WHAT THE TASK REQUIRES: Restate word for word the lines of the entries below, starting with the line that holds "Target: ceiling light panel" and ending with the line that holds "the metal elbow pipe", and no others.
-=-=-=-=-
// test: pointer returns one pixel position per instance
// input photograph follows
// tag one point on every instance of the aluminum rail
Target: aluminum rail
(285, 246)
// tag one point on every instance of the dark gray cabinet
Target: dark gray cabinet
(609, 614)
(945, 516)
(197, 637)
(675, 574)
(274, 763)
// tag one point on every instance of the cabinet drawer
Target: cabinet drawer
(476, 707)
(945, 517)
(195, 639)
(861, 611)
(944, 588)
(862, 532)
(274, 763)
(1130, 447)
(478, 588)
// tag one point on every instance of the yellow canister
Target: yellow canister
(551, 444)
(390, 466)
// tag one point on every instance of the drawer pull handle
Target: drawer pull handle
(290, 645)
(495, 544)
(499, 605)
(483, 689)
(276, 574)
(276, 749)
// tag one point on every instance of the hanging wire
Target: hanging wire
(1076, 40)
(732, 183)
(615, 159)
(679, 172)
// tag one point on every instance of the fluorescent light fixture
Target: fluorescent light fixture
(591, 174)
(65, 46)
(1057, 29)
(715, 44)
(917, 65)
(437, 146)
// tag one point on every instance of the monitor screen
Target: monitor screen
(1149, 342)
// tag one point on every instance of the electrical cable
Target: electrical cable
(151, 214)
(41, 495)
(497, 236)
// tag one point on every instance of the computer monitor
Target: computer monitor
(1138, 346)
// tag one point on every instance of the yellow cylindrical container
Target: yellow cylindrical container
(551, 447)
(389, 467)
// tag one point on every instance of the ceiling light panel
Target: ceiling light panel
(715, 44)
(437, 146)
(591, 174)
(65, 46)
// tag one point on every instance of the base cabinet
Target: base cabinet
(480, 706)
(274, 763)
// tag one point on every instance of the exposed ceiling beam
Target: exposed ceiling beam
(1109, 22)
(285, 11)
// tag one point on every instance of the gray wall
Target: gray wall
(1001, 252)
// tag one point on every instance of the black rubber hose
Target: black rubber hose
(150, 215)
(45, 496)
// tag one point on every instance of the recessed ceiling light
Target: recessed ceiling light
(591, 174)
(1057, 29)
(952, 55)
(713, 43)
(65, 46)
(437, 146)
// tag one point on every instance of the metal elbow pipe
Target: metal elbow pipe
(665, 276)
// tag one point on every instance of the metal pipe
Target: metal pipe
-=-=-=-=-
REPLY TO THE EXERCISE:
Target: ceiling light panel
(715, 44)
(437, 146)
(591, 174)
(65, 46)
// tag one point on every instance of the base cabinet
Target: base cabinet
(480, 706)
(274, 763)
// tag one point on every instance of the exposed ceiling beam
Target: exposed ceiling beam
(1109, 22)
(285, 11)
// tag one point on every instance of the gray wall
Target: gray wall
(1001, 252)
// tag one point on every instance of the black rubber hose
Target: black rubber hose
(150, 215)
(45, 496)
// tag one point on every instance of the recessed ceiling light
Target: recessed ceiling light
(591, 174)
(1057, 29)
(952, 55)
(713, 43)
(65, 46)
(437, 146)
// tag one point on every instance of the metal elbow pipe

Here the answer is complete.